**Work to be completed**
Search the records below for the string "brown", and report each line that contains it.

**Data records**
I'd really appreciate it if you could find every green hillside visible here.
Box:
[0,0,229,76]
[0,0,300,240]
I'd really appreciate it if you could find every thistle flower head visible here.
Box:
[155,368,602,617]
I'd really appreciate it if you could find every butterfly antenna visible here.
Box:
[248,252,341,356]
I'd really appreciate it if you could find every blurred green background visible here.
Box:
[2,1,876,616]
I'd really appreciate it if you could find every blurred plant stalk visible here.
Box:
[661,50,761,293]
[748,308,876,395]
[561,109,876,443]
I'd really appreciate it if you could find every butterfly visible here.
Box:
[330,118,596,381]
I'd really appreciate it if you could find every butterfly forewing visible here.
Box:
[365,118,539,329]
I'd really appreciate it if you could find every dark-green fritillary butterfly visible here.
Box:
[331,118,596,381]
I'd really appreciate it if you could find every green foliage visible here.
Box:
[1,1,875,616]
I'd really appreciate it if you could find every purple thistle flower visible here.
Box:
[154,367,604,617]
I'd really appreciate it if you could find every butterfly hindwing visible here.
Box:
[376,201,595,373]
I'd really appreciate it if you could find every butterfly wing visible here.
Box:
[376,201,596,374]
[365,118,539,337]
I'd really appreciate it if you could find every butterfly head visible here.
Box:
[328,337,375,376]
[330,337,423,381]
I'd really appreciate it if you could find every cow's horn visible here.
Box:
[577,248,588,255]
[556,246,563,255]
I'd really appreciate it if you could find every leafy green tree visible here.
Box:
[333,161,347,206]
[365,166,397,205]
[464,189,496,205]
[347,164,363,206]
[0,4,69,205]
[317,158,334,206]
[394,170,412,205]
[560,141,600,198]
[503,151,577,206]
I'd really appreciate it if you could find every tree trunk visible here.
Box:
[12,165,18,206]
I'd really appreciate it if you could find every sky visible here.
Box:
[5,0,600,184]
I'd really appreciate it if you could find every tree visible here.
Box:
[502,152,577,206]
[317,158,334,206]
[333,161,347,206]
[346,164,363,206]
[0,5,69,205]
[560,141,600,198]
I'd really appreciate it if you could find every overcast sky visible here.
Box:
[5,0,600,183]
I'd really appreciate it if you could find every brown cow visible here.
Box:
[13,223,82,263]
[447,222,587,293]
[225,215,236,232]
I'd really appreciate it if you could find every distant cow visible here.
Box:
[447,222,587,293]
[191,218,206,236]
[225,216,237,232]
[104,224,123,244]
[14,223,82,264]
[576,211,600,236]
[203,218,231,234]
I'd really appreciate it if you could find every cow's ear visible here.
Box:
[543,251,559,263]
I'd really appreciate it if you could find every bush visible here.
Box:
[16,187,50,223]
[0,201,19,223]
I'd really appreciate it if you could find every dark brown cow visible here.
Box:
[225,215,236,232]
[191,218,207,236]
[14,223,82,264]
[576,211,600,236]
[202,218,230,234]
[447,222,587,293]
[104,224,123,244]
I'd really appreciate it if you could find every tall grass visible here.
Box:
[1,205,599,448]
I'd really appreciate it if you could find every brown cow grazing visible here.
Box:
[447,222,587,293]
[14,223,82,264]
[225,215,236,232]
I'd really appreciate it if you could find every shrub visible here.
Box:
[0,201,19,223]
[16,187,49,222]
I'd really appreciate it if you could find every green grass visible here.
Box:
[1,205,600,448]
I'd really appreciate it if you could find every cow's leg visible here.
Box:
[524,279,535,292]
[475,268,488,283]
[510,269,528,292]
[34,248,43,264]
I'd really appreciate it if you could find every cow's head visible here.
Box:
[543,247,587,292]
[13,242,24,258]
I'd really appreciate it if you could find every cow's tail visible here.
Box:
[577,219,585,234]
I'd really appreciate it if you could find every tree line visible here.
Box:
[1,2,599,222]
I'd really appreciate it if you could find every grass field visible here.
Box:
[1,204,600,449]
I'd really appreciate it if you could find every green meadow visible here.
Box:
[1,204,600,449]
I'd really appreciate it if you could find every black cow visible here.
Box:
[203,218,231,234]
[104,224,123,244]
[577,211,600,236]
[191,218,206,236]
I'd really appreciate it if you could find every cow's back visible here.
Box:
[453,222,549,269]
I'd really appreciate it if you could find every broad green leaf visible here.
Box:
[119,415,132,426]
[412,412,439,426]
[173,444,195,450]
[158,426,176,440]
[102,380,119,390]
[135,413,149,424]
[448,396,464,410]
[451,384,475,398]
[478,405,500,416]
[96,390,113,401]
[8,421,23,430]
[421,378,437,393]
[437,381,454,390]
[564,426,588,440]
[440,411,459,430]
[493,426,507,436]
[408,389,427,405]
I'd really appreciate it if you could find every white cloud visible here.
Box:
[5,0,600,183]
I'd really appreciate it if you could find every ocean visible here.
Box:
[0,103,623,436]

**Your solution**
I'd really appreciate it if you could find every brown cow visible here.
I'd really appreciate it if you could find every dark brown cow visible here.
I'd really appreciate it if you could find every brown cow grazing visible here.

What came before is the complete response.